▼▼▼
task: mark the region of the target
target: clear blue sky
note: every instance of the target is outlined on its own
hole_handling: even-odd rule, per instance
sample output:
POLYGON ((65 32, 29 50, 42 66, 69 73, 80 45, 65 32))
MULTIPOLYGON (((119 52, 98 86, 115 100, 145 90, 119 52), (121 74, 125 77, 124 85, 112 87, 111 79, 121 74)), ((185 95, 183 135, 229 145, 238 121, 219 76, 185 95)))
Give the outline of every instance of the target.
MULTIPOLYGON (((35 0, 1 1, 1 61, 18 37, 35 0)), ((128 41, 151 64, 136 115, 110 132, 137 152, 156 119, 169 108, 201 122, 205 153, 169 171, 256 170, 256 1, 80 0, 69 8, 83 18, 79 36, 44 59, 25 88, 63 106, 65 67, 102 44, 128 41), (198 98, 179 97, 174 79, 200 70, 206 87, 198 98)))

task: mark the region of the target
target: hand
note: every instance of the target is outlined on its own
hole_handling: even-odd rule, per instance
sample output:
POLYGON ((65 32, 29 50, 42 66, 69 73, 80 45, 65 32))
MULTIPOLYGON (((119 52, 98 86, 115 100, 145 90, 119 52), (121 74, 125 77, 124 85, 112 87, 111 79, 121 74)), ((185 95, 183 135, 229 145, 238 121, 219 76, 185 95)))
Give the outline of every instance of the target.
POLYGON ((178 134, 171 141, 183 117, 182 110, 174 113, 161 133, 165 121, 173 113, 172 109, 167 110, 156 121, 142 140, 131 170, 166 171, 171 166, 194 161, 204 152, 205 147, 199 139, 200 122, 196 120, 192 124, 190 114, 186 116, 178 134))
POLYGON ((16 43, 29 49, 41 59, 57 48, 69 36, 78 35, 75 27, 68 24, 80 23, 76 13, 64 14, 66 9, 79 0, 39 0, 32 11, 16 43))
▲▲▲
Rewrite all of the lines above as a JSON list of strings, with one string for each line and any blank lines left out.

[
  "task: mark the region of the target",
  "target: clear blue sky",
  "note: every instance of the target is outlined on its own",
  "hole_handling: even-odd rule, per instance",
  "sample output:",
  "POLYGON ((65 32, 29 50, 42 66, 69 73, 80 45, 65 32))",
  "MULTIPOLYGON (((119 52, 98 86, 115 100, 145 90, 119 52), (121 74, 125 77, 124 85, 112 87, 111 79, 121 74)), ((185 95, 183 135, 229 145, 238 121, 219 76, 185 95)))",
  "Give the outline of every instance of the target.",
  "MULTIPOLYGON (((35 0, 1 1, 1 61, 18 37, 35 0)), ((128 41, 151 64, 136 115, 110 132, 137 152, 156 119, 169 108, 201 122, 205 153, 169 171, 256 170, 256 1, 80 0, 69 8, 83 18, 79 36, 44 59, 25 88, 63 106, 65 67, 102 44, 128 41), (198 98, 179 97, 174 79, 200 70, 206 87, 198 98)))",
  "task: mark the region of the target",
  "target: hand",
  "note: every instance of the target is outlined on its own",
  "hole_handling: even-odd rule, per instance",
  "sample output:",
  "POLYGON ((65 32, 29 50, 42 66, 69 73, 80 45, 65 32))",
  "MULTIPOLYGON (((119 52, 98 86, 115 100, 145 90, 119 52), (121 74, 125 77, 124 85, 112 87, 111 79, 121 74)), ((185 95, 183 135, 229 145, 238 121, 219 76, 185 95)))",
  "Give the outline of every instance of the target.",
  "POLYGON ((178 134, 171 141, 183 117, 182 110, 174 113, 161 133, 165 121, 173 113, 172 109, 167 110, 156 121, 142 140, 131 170, 166 171, 171 166, 194 161, 204 152, 205 147, 199 139, 200 122, 196 120, 192 124, 190 114, 186 116, 178 134))",
  "POLYGON ((16 43, 29 49, 41 59, 57 48, 69 36, 78 35, 75 27, 68 24, 80 23, 76 13, 64 14, 66 9, 79 0, 39 0, 32 11, 16 43))"
]